[DOCUMENT SECTION]

════════════════════

In a recent survey, kids clothing subscription company Mac and Mia surveyed 2000 new parents to find out how they are documenting their kids lives on social media, and what concerns they may have.

First of all, people without children seem to feel a bit differently about the onslaught of baby pictures online than those who are parents. 18 percent of people say before they had kids, they were annoyed by their friends baby posts. But after having children of their own, 73 percent admit they post progress pictures of their little ones every single month.

Not only are new parents letting the world know each time their baby is a month older, but they are posting about their kids every few days or so. Men and women report they post 6-7 times per month about their baby.

And while 70 percent of new parents say the benefit of using social media is how easy it is to help family and friends feel involved, there are some downsides. Here are a few tips to avoid the pitfall of becoming paparazzi parents.

Dont miss the moment

In the Mac and Mia survey, some parents admitted to spending up to two hours to get the perfect shot of their baby. That seems a little extreme. New and old parents alike should be careful about spending so much time taking pictures and videos that they dont enjoy the moment. Years ago, I decided to never live an experience through my phone. A study by Linda Henkel, a psychology professor at Fairfield University in Connecticut, found that when people took pictures of objects in an art museum, they didnt remember the objects as well as if they simply observed them.

This photo-taking impairment effect can happen to parents as well. If we are so consumed by getting the perfect photo, we can miss out on the moment all together, and our memory of it will suffer.

Dont forget about privacy

60 percent of couples say they have discussed rules and boundaries for posting their babys photos, according to the Mac and Mia survey. Even so, men are 34 percent more likely to publish baby posts on public accounts. If parents are concerned about their childrens privacy, keeping photos off of public accounts is a given.

In the Washington Post, Stacey Steinberg, a legal skills professor at the University of Florida, and Bahareh Keith, a Portland pediatrician, wrote that sharing too much information about kids online puts them at risk. They write that all that sharenting can make it easier for data thieves to target out kids for identity theft. Check that your privacy settings are where they should be and never share identifying information like full names and birth dates.

Dont be paparazzi parents

36 percent of parents say they take issue when their childs photo is posted online by someone else. Responsible social media users will always ask permission before posting a photo of another child. But parents should also think about whether their own children will take issue with their own posted photos a few years down the road.

When parents are constantly snapping pictures and throwing them on social media, it can be easy to forget to pause and make sure the post is appropriate. I always use the billboard example with my kids. I ask them to picture whatever they are posting going up on a billboard in our neighborhood. If they are okay with that, then their post is probably fine. Parents should ask themselves this same question when posting about their children. But they should also ask themselves if their child would be OK with this post on a billboard in 15 years. If it would cause embarrassment or humiliation, it might be best to keep it private.

Once children reach an appropriate age, parents should include them in the process of deciding what pictures are OK to post. Researchers at the University of Michigan surveyed 10- to 17-year-olds and found children believe their parents should ask permission more than parents think they should. The kids in the survey said sharing happy family moments, or accomplishments in sports, school and hobbies is fine. But when the post is negative (like when a child is disciplined) or embarrassing (think naked baby pictures or messy hair), kids say to keep it off social media.

════════════════════

[PROVIDED MATERIAL]
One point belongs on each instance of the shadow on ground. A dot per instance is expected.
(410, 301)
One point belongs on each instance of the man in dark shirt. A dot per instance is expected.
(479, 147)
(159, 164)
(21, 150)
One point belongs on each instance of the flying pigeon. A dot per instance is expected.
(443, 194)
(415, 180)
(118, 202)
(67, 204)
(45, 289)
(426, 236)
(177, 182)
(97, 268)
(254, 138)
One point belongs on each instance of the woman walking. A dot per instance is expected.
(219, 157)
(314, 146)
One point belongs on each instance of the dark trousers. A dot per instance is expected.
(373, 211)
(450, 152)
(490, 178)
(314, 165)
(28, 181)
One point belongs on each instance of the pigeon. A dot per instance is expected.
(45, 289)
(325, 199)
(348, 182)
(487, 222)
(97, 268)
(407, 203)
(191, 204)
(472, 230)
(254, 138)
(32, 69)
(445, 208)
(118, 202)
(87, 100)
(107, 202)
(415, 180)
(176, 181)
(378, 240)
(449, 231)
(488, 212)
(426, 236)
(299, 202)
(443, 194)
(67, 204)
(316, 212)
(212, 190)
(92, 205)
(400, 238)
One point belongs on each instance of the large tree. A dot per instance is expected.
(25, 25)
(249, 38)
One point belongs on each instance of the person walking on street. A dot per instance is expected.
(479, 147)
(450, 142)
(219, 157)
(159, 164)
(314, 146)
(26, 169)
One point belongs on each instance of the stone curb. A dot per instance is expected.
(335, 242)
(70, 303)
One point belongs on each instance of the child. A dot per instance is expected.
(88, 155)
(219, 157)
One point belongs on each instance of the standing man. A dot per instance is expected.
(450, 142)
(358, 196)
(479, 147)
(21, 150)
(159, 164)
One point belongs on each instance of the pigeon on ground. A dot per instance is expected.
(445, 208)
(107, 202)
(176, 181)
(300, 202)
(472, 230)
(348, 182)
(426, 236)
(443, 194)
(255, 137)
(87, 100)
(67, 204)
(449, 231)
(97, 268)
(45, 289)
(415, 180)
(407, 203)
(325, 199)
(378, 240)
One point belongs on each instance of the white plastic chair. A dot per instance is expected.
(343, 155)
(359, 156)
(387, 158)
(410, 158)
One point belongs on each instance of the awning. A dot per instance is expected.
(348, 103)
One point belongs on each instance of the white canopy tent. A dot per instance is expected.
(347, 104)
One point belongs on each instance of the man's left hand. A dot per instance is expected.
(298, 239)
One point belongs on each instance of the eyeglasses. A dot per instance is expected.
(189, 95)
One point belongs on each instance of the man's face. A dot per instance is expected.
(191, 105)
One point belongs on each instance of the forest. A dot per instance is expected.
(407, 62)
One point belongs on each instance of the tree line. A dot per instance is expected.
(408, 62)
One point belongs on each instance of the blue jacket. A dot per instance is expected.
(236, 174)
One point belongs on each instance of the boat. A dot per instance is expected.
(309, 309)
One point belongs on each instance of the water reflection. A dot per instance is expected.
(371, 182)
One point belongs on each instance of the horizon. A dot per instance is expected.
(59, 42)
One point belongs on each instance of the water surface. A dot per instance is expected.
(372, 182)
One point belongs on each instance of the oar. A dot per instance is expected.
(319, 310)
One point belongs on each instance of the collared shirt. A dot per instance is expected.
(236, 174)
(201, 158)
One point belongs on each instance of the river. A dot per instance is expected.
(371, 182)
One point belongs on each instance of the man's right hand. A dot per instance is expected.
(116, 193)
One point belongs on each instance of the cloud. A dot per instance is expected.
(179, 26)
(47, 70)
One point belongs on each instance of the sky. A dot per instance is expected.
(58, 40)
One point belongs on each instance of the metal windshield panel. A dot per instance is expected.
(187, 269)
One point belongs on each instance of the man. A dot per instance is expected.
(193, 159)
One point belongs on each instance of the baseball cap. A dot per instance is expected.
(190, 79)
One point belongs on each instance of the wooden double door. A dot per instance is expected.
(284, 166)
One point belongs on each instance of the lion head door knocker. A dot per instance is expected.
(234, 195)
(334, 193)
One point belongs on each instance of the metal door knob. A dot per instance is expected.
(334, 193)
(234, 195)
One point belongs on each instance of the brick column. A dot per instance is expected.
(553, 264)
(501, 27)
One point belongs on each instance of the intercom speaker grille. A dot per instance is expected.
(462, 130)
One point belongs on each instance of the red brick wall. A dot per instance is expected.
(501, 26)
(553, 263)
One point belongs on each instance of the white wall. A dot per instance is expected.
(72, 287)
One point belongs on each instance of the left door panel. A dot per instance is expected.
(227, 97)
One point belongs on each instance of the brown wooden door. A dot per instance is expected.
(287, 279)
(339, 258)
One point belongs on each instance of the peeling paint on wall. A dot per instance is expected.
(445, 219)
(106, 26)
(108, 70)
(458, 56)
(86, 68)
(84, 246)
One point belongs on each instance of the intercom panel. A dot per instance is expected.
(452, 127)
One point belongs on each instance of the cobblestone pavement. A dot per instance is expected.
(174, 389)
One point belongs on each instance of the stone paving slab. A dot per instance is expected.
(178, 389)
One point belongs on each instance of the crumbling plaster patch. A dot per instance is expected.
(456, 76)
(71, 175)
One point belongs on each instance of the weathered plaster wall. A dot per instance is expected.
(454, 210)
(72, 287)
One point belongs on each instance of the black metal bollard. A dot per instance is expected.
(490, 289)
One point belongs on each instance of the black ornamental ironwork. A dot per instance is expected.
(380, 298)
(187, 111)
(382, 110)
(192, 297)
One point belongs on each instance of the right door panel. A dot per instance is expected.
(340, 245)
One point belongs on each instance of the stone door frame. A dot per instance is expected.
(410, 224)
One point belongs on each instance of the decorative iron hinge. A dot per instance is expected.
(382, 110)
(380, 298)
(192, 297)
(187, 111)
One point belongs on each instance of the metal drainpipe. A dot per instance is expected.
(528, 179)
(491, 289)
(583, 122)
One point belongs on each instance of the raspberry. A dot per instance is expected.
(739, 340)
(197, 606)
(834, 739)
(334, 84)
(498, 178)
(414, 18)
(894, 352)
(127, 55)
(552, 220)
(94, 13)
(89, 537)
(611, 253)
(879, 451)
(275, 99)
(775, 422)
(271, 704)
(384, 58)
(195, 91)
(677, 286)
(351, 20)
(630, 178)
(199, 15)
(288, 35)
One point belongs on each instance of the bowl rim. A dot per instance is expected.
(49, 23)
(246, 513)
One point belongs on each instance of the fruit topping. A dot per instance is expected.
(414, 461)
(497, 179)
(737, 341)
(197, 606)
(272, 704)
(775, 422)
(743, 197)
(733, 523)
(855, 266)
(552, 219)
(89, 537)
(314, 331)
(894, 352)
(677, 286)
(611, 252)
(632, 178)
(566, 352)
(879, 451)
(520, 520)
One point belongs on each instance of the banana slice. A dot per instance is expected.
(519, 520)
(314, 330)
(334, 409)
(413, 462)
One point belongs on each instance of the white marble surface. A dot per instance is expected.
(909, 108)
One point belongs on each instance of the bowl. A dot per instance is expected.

════════════════════

[PROBLEM TO WORK ON]
Say whether each statement below agrees with the article on parents posting about their kids online. Answer yes or no for each, and quote the words from the article that decide it.
1. In the survey, 73 percent of parents say they post progress pictures of their kids every month.
2. Women are more likely than men to publish baby posts on public accounts.
3. The 10- to 17-year-olds in the University of Michigan survey said posts about sports accomplishments are fine to share.

[EXERCISE ANSWER]
1. Yes: "73 percent admit they post progress pictures of their little ones every single month."
2. No: "men are 34 percent more likely to publish baby posts on public accounts."
3. Yes: "sharing happy family moments, or accomplishments in sports, school and hobbies is fine."